++++ MATERIAL FOR THIS EXERCISE

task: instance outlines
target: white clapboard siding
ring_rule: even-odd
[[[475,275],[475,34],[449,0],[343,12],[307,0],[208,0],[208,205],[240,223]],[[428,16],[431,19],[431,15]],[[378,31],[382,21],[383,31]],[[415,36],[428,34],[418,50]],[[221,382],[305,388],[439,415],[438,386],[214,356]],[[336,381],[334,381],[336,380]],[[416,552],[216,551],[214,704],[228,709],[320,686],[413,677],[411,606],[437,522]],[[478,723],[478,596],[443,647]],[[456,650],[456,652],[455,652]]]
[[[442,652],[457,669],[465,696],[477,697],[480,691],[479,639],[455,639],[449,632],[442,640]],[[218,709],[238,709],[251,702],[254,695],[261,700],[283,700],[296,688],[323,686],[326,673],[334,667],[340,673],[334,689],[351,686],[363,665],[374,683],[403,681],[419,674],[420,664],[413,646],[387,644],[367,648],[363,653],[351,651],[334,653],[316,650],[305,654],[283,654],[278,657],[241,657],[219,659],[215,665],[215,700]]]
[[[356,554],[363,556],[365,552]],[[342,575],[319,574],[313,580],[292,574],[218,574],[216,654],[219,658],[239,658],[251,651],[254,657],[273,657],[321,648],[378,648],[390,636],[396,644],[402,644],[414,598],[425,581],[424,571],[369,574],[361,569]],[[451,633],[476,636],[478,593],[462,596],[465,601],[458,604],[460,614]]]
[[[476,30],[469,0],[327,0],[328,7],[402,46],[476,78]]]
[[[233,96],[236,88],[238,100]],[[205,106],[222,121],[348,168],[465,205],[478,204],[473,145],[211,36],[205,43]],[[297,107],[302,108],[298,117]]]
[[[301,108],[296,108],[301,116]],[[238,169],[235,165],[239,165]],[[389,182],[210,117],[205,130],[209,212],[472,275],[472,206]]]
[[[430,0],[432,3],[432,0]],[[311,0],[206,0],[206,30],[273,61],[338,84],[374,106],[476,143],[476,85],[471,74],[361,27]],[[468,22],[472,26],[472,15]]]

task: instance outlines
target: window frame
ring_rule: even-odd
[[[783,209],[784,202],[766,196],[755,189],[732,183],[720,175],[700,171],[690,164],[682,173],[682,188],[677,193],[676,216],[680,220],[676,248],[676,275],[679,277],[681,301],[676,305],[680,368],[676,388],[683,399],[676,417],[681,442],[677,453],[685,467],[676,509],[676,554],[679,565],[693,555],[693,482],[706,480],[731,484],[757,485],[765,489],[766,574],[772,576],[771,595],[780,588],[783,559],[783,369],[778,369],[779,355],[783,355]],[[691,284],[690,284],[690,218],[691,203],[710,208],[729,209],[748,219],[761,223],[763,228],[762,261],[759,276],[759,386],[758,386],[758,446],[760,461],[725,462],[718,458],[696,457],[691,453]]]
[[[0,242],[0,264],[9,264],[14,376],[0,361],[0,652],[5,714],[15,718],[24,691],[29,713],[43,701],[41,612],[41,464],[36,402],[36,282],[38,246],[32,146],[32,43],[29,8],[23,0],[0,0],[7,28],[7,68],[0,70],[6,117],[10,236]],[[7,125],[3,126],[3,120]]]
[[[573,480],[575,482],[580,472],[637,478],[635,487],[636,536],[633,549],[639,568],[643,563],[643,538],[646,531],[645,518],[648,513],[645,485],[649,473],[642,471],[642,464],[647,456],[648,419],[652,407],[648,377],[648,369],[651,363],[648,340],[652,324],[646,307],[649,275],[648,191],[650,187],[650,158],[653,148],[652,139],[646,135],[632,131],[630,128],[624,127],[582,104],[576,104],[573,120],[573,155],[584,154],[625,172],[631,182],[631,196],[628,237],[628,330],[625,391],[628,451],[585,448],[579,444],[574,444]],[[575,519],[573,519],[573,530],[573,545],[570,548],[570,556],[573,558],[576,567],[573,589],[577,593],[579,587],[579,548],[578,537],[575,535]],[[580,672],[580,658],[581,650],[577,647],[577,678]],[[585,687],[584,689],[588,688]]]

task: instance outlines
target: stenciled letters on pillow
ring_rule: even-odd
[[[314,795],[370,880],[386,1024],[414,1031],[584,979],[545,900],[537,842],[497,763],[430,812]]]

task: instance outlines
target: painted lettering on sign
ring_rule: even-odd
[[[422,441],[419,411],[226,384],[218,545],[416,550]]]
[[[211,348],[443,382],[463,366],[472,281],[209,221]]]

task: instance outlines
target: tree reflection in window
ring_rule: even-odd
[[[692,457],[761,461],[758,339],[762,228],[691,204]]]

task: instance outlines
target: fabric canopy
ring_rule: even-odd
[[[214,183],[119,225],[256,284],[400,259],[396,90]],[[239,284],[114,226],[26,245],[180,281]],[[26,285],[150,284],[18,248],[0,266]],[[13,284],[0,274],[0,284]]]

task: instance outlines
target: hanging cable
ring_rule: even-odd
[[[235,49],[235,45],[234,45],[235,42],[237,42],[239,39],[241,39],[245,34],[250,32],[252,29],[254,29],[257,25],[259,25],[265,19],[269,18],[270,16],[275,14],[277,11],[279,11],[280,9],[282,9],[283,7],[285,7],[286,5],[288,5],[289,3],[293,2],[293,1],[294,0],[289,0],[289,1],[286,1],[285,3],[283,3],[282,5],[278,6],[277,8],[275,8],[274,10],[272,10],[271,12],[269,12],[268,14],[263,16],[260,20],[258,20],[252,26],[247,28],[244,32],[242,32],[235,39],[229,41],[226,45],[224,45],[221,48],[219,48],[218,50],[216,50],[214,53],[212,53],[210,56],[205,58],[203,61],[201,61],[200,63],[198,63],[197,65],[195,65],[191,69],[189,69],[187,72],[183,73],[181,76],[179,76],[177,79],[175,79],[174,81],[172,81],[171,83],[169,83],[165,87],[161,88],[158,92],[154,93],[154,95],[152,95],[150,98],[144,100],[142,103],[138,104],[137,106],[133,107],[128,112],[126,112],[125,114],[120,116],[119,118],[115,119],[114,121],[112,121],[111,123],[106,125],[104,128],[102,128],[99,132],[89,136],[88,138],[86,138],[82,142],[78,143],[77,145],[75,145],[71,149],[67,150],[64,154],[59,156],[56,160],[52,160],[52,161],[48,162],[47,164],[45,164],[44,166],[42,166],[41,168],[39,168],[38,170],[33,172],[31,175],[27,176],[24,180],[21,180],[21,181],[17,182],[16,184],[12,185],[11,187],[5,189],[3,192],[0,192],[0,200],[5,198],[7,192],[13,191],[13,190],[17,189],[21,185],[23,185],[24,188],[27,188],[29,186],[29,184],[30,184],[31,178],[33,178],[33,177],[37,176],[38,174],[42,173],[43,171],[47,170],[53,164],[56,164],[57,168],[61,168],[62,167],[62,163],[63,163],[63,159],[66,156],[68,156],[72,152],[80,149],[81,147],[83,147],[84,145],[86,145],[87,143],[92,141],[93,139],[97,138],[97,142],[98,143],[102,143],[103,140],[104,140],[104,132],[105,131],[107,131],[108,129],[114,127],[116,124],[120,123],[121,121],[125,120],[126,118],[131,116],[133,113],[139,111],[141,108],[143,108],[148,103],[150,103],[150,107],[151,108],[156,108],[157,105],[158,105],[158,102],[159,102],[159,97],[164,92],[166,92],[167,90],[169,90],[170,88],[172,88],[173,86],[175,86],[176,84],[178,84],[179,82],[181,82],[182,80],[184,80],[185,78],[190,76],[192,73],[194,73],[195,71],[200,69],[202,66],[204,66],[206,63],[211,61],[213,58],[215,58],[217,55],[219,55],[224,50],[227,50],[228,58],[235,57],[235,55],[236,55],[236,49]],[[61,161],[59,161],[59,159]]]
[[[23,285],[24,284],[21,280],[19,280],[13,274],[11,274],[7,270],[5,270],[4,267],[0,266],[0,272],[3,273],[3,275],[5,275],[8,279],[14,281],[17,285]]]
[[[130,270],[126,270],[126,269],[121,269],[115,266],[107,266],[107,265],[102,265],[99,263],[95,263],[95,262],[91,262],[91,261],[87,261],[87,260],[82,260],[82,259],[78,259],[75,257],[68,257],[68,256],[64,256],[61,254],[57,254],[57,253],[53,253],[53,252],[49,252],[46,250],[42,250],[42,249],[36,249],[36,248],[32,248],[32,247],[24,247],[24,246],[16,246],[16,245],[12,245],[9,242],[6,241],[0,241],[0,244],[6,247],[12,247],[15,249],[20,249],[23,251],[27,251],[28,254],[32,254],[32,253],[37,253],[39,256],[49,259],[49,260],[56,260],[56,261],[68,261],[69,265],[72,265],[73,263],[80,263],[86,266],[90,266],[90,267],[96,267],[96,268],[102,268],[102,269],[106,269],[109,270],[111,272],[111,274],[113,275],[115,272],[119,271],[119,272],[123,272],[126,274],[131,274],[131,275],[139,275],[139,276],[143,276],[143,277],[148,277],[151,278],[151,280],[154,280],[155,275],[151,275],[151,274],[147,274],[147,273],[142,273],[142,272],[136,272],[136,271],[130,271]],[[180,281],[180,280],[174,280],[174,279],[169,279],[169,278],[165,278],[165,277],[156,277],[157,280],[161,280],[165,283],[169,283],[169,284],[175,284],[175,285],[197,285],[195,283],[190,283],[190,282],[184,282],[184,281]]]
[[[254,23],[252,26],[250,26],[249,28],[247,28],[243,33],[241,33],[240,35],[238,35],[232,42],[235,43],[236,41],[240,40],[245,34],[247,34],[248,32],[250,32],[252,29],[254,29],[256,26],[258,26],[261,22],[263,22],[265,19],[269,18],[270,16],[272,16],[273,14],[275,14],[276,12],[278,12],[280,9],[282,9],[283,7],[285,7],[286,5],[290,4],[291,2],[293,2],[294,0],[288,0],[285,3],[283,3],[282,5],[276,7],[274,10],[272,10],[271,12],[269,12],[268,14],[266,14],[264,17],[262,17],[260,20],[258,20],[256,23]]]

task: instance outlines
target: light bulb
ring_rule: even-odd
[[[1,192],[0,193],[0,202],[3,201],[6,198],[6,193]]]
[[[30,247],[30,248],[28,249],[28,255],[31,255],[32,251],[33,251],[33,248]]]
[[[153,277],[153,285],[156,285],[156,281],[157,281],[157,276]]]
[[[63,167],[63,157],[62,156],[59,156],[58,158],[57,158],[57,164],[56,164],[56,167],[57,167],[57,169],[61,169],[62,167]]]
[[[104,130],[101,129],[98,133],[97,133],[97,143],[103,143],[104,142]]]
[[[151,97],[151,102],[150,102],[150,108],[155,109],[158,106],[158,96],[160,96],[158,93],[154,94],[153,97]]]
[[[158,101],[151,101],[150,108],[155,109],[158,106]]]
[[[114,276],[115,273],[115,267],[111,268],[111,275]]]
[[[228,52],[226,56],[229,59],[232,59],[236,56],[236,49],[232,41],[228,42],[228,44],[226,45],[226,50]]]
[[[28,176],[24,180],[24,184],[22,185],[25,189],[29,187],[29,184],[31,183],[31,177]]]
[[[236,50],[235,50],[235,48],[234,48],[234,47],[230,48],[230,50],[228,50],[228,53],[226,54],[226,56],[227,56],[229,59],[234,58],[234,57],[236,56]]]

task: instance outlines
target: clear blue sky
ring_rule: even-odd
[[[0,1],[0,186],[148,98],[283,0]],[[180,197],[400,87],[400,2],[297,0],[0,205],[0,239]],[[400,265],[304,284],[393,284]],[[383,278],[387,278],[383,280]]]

++++++++

» WHAT IS BEING ASKED: Quote the records above exactly, from the first line through the line containing "target: white clapboard siding", and nothing more.

» PROBLEM SOLUTION:
task: instance outlines
target: white clapboard siding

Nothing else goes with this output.